» Assigned task a:
In the commit page below, condense the code block beginning "def test_legacy_oeif_grades_1_and_2_are_kept" into a short bulleted list that keeps its main facts.

» Passage provided:
Fix data pipelines once and for all

2026-06-10 21:27:32 +01:00 · 2026-06-10 21:27:32 +01:00 · 4012e4e047
commit 4012e4e047
parent 08560476c5
46 changed files with 4508 additions and 855 deletions
--- a/pipeline/transform/test_school_catchments.py
+++ b/pipeline/transform/test_school_catchments.py
@ -0,0 +1,354 @@
+import numpy as np
+import polars as pl
+
+from pipeline.transform.school_catchments import (
+    capacity_fill_radii,
+    children_per_postcode,
+    classify_good_plus_schools,
+    count_covering_catchments,
+    equilibrium_cutoffs,
+    phase_intakes,
+    school_preference_bonuses,
+)
+
+
+def _school(phase, oeif, ungraded, urn=100000):
+    return {
+        "URN": urn,
+        "Postcode": "AA1 1AA",
+        "Ofsted phase": phase,
+        "Latest OEIF overall effectiveness": oeif,
+        "Ungraded inspection overall outcome": ungraded,
+    }
+
+
+def _classify(rows):
+    result = classify_good_plus_schools(pl.DataFrame(rows))
+    return {(r["urn"], r["category"]) for r in result.to_dicts()}
+
+
+def test_legacy_oeif_grades_1_and_2_are_kept():
+    rows = [
+        _school("Primary", "1", None, 1),
+        _school("Primary", "2", None, 2),
+        _school("Secondary", "1", None, 3),
+        _school("Secondary", "2", None, 4),
+    ]
+    assert _classify(rows) == {
+        (1, "outstanding_primary"),
+        (2, "good_primary"),
+        (3, "outstanding_secondary"),
+        (4, "good_secondary"),
+    }
+
+
+def test_grades_3_and_4_are_excluded():
+    rows = [_school("Primary", "3", None), _school("Primary", "4", None)]
+    assert _classify(rows) == set()

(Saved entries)
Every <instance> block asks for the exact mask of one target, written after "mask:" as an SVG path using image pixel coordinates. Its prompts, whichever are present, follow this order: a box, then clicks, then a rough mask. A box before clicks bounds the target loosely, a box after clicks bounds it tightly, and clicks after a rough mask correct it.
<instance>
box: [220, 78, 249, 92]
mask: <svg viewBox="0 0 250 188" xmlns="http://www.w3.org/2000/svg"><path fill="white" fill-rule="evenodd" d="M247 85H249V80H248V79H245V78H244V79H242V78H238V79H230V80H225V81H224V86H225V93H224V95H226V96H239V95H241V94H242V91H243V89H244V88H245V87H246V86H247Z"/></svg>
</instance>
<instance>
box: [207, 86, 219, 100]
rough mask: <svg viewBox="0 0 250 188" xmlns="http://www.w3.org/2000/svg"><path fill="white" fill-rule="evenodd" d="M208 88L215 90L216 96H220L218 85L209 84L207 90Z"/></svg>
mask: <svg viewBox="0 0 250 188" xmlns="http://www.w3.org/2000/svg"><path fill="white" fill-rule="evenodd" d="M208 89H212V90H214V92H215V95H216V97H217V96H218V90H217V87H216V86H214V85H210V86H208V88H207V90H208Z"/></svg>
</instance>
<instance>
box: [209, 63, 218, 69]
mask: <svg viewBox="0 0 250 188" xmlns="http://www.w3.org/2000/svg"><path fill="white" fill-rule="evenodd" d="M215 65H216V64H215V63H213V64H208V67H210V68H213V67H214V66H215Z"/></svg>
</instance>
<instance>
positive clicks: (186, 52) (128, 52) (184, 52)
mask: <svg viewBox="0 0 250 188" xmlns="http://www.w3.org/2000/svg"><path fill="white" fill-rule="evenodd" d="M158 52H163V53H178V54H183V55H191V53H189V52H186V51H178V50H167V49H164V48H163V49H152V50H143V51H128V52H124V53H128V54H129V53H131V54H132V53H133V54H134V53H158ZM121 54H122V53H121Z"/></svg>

» Assigned task b:
Copy the whole Saved entries listing above line for line, with no changes.

» Result a:
- Defines a test checking that legacy OEIF grades 1 and 2 are kept.
- Builds four schools with no ungraded inspection outcome:
  - URN 1: primary, grade "1"
  - URN 2: primary, grade "2"
  - URN 3: secondary, grade "1"
  - URN 4: secondary, grade "2"
- Asserts that classification returns:
  - URN 1: outstanding_primary
  - URN 2: good_primary
  - URN 3: outstanding_secondary
  - URN 4: good_secondary

» Result b:
Every <instance> block asks for the exact mask of one target, written after "mask:" as an SVG path using image pixel coordinates. Its prompts, whichever are present, follow this order: a box, then clicks, then a rough mask. A box before clicks bounds the target loosely, a box after clicks bounds it tightly, and clicks after a rough mask correct it.
<instance>
box: [220, 78, 249, 92]
mask: <svg viewBox="0 0 250 188" xmlns="http://www.w3.org/2000/svg"><path fill="white" fill-rule="evenodd" d="M247 85H249V80H248V79H245V78H244V79H242V78H238V79H230V80H225V81H224V86H225V93H224V95H226V96H239V95H241V94H242V91H243V89H244V88H245V87H246V86H247Z"/></svg>
</instance>
<instance>
box: [207, 86, 219, 100]
rough mask: <svg viewBox="0 0 250 188" xmlns="http://www.w3.org/2000/svg"><path fill="white" fill-rule="evenodd" d="M208 88L215 90L216 96H220L218 85L209 84L207 90Z"/></svg>
mask: <svg viewBox="0 0 250 188" xmlns="http://www.w3.org/2000/svg"><path fill="white" fill-rule="evenodd" d="M208 89H212V90H214V92H215V95H216V97H217V96H218V90H217V87H216V86H214V85H210V86H208V88H207V90H208Z"/></svg>
</instance>
<instance>
box: [209, 63, 218, 69]
mask: <svg viewBox="0 0 250 188" xmlns="http://www.w3.org/2000/svg"><path fill="white" fill-rule="evenodd" d="M215 65H216V64H215V63H213V64H208V67H210V68H213V67H214V66H215Z"/></svg>
</instance>
<instance>
positive clicks: (186, 52) (128, 52) (184, 52)
mask: <svg viewBox="0 0 250 188" xmlns="http://www.w3.org/2000/svg"><path fill="white" fill-rule="evenodd" d="M158 52H163V53H178V54H183V55H191V53H189V52H186V51H178V50H167V49H164V48H163V49H152V50H143V51H128V52H124V53H128V54H129V53H131V54H132V53H133V54H134V53H158ZM121 54H122V53H121Z"/></svg>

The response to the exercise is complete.